> Records supplied
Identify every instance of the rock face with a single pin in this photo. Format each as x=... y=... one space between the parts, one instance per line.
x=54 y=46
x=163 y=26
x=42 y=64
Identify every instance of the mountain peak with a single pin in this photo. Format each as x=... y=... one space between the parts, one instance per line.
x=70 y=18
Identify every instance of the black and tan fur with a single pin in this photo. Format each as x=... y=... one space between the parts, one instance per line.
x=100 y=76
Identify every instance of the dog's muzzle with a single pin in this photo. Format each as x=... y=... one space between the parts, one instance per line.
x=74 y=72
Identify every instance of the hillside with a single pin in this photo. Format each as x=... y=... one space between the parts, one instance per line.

...

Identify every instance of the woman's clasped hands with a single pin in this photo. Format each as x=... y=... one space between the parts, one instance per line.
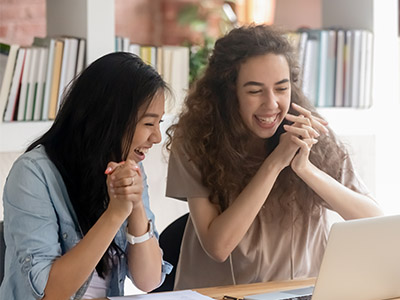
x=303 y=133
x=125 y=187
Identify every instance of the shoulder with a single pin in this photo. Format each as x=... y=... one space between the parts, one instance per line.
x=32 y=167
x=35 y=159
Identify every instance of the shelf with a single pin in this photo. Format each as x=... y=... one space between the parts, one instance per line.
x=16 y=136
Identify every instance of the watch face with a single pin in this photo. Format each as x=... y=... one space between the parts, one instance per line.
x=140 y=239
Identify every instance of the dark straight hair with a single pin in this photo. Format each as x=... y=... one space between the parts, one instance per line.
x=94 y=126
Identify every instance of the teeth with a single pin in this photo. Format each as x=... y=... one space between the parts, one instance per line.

---

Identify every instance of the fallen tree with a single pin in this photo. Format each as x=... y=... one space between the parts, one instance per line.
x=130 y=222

> Problem to solve
Reproduce verbatim the lines between the line containing "Identify every instance of the watch" and the line containing "Identify every instance of the teeth", inclusive.

> Problem solution
Identify every instance of the watch face with a single pin in this photo. Format each as x=... y=... one space between the parts, one instance per line.
x=140 y=239
Identify every instance of the dark straight hair with a single pin in this photo. Format each as x=... y=... one space between the parts, one instance per line.
x=94 y=126
Identify every instance of the teeth with a single pin in this photo. Format each as x=... y=... one space between the parts, one instance per line.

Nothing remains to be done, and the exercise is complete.